(Extracted data entries)
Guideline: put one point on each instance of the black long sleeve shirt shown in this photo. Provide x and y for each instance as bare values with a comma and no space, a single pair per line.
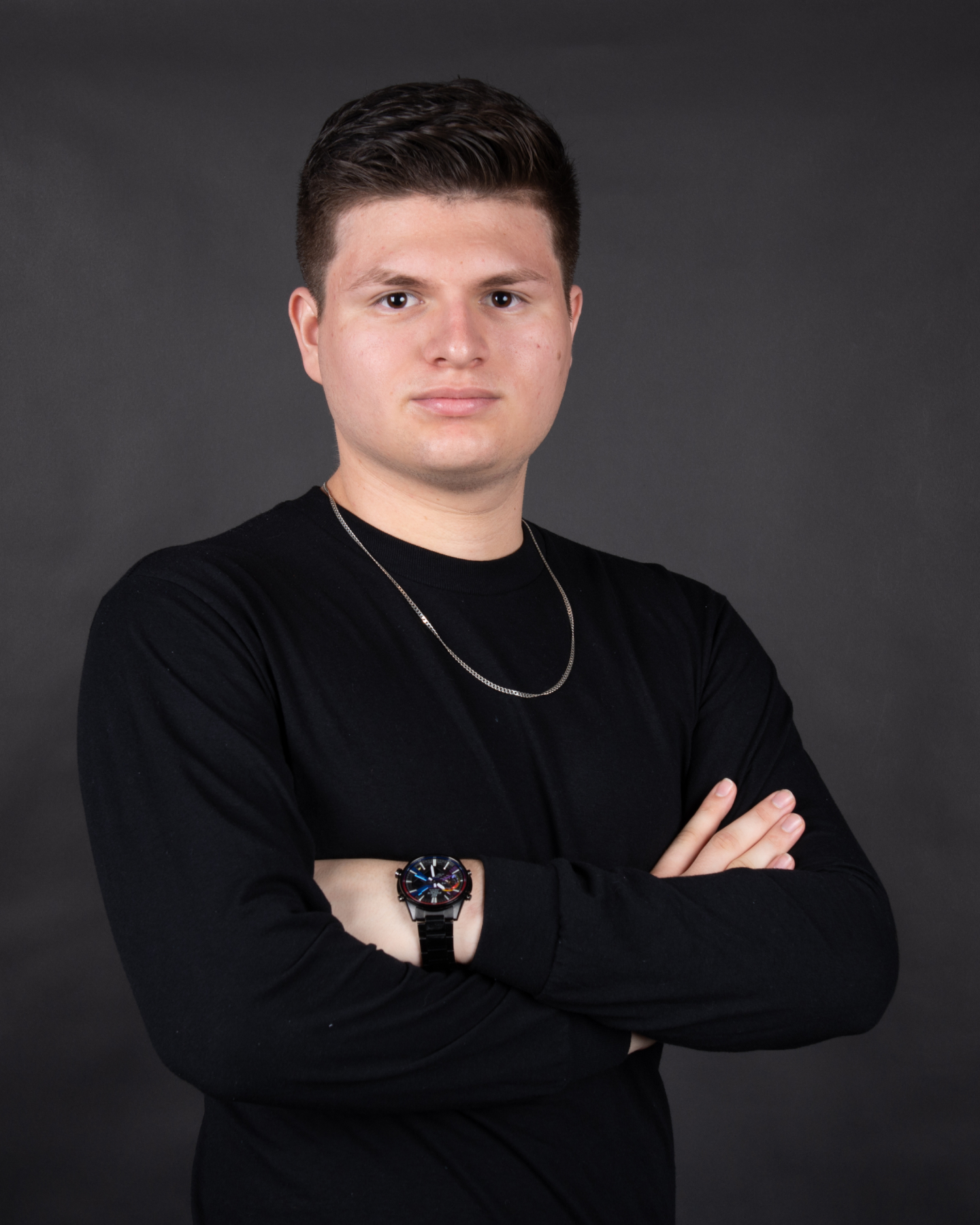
265,698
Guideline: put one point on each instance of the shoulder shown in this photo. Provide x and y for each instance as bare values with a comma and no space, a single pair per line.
231,561
646,586
225,580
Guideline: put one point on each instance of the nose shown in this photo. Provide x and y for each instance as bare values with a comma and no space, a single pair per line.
456,340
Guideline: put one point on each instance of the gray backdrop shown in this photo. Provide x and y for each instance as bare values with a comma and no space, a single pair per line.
774,391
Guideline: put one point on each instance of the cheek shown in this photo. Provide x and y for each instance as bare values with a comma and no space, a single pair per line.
540,367
358,367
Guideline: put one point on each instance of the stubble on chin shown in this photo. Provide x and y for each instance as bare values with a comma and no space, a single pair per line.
463,477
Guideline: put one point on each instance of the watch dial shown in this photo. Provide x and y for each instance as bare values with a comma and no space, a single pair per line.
434,880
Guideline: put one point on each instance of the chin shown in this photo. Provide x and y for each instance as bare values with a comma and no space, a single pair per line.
461,473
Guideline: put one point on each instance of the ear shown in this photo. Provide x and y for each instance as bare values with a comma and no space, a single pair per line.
575,306
306,320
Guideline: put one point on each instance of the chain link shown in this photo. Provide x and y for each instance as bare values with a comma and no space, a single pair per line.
428,624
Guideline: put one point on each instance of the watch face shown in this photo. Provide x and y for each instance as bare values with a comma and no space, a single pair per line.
434,881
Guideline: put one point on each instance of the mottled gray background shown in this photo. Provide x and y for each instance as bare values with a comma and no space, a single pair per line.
774,391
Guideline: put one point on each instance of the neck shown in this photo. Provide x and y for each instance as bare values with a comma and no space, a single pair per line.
477,525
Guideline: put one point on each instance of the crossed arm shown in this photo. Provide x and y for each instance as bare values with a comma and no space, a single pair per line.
364,900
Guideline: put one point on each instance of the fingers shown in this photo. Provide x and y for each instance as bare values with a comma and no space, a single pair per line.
689,843
774,845
735,845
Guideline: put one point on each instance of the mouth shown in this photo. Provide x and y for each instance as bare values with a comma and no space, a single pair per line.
456,401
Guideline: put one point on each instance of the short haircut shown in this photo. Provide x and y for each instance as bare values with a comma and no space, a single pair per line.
450,139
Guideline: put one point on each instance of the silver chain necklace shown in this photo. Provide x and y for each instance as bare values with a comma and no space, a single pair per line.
428,624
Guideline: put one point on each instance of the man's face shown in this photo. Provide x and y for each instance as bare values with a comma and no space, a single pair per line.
445,337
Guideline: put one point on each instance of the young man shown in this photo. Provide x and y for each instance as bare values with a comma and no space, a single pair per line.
407,813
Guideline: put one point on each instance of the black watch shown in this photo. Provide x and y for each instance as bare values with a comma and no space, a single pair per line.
434,888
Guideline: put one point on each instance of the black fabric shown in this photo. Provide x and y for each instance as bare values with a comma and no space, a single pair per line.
267,698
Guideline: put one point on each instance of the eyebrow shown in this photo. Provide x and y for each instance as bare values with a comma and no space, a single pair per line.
404,281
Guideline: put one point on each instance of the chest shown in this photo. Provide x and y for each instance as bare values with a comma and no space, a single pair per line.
397,751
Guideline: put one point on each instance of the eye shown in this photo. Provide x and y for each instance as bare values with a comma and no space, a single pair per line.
397,300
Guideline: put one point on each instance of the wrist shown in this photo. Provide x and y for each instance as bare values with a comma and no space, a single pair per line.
468,926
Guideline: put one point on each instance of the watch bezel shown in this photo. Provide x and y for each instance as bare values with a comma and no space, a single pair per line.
435,906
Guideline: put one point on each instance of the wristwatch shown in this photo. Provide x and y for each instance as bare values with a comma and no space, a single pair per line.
434,888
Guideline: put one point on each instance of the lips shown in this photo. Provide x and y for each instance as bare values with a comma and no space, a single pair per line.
456,401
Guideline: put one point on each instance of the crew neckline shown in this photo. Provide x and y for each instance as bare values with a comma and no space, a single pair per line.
425,566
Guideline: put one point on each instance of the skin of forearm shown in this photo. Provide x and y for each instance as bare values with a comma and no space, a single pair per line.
364,898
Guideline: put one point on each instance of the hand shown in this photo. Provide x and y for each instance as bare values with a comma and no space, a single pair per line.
760,838
363,894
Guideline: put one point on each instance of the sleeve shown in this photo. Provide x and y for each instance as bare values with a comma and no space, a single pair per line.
735,961
249,987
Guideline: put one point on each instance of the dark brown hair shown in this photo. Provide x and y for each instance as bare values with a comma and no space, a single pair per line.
451,139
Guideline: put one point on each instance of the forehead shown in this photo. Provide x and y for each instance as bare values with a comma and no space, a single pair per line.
465,234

• Problem to solve: Could you print every line above verbatim, leaving the pictures out?

• Task result:
Guideline: put one point on each instance of the black long sleeve shirt shown in this photo. Provide x and y for each instance as bare values with a comma and no space, a single pair per line.
265,698
Guideline: put one point on each instance of the shoulder shown in this photo. Provide x and y for each instance as bare values with a comma and no space, a single pair per line.
231,561
646,586
225,580
Guideline: put one point on each instance of the nose shown in this photo. Provide x and y for each instance as bare values with a comma and no space, a single pair per line.
456,340
Guideline: put one point on each instance of the gray backdrop shown in this photo. Provide x and y for each instance as bare values with a comma and no space, a single pair per line.
774,391
Guideline: put one point on each instance of the cheek shown in this photo. Provide x and y for each instance as bare values with a comma and no space, a single pair per line.
540,367
358,367
Guideline: put one point on each instance of the stubble on chin shown in this photo. Provide x and y for each instance as bare values with a comma and no space, a single pair per line.
463,477
Guideline: put one point on each instance of the watch dial shown in this photo. Provide x and y for each instance as bare values with a comma and no space, a single pair per line.
434,880
Guideline: put one point on each instance of the chin shown in this photo. Provide x and y for each instance as bare values with a comma and no space, a single pair per line.
461,473
Guideline: put one point on each instance of the ear shown in this photo. Provide x and y for each instance as bare values with a comma and no space, a single pair per line.
575,306
306,320
Guideline: put one point on each instance of the chain link shown in this photo. Provide x and y for each instance as bare values with a comma and no space, a single pair per line.
428,624
Guideline: put one point on each instance of the watch face shown in this photo. Provide x and y for each instance as bare values with a comma and no space, a single pair per line.
434,881
Guideline: put one point on each instance of the mottled gray background shown in this photo. Provide x and y for each instance as bare values with a comma and no space, a single pair per line.
774,391
Guideline: put one point on each instance of the neck shown in this photo. Provide x and y for each instance as bare values with a comma and no space, a single pair per line.
477,525
Guideline: put one point on each instance of the crossed arm shown in this photo. Provide x and y for each instance as bare values with a comma and no space, a single pair per line.
364,900
Guideline: put one point on each instance of the fingers shown in this photo. Provide x and y for each instance as bare values with a comma and no space, a single pair per line.
689,843
774,845
735,845
Guideline: put one point on each instance of the mouth shown in this photo. Provide x and y for each instance as bare values with a comma and no space, a single pair per line.
456,401
Guideline: put one point on each instance of the short haircut shown in this photo. Provide x and y for each instance as bare values with a comma and no space, a single pair per line.
450,139
Guideline: put one point on each instance of the silver chain necklace shown in this photo. Provide x and y for each instance as bare values with a comma and no space, a single pair per line.
428,624
Guideline: put one point on each instance of the man's face shown in this photo. Provide x and y for each instance as bare values with a comma and no space, a single pair per line.
445,337
Guideline: put one point on each instance of the young man shown in this photo. Provide x and y for each instance as bare values with a comma and no space, a single pair per line.
407,813
Guideline: put one point on each instance of the black watch shown in this photo. Provide x and y for each instance as bare values with a comma and no space, a single pair per line.
434,888
Guideline: put one point on each instance of the black fabric shown in this photo. Provide x and y for each instance as bare values with a comma and no space, a single pair per line.
267,698
Guideline: put one point on each instance of the eyebrow shown in this photo. Provide x and y for each instance as bare values with a comma and no space, a single pair per line.
404,281
Guideline: put one point on each instance of the chest shown in this photo. Provide x and y for each instance as bare values with a comma and no space, a single pair per line.
397,751
Guideline: put one point on each instance of the eye shown in this photo. Provide x and y for each instance as bare values with a comma and no space, a single pair per line.
397,300
Guideline: put one point on each instance of the wrist shown in this photo. Provide x and y for each instance as bare values with a comma and no space, a single pair per line.
468,926
Guideline: put one point on each instance of the watch bezel shown in this photo. Provide x and y for each instance as bare values with a comma and no space, a single pair per line.
435,906
Guideline: put one point on each instance of the wristwatch shown in this photo. Provide x and y for each instance as bare values with a comma and no space, a single pair per line.
434,888
Guideline: put one point on each instance of the lips shown in this photo. Provide x and y for each instance as bare values with a comma and no space, a single pair per line.
456,401
Guideline: put one point on each instance of the crew neckline shown in this photo. Provide x and y for each instance as bare values with a comma and no space, a single pair per line.
425,566
Guideline: put one point on each instance of the skin of forearm shown in this photo. Provide x and y for each instance as bare values with a comma and no space, a single pair per line.
364,898
Guideline: put one point on each instance of the hand shown in this photo. Provide x and y for each instance as bare values with a comma and no space, a single pair per line.
760,838
363,894
Guideline: put one point on each instance of the sleeve shown in this photo. Provide x and y for each instance as bare values with a comma and no space, a single pair per line.
735,961
249,987
Guideline: put one point on each instance of the dark brown hair shown in this photo. Provide x and y for each instance as bare values with a comma and no space, a single pair per line.
451,139
Guideline: put one point on each instance of the forehead shown in this photo. Provide x and y for each instance as bare values with a comma and no space, a single pair per line.
465,234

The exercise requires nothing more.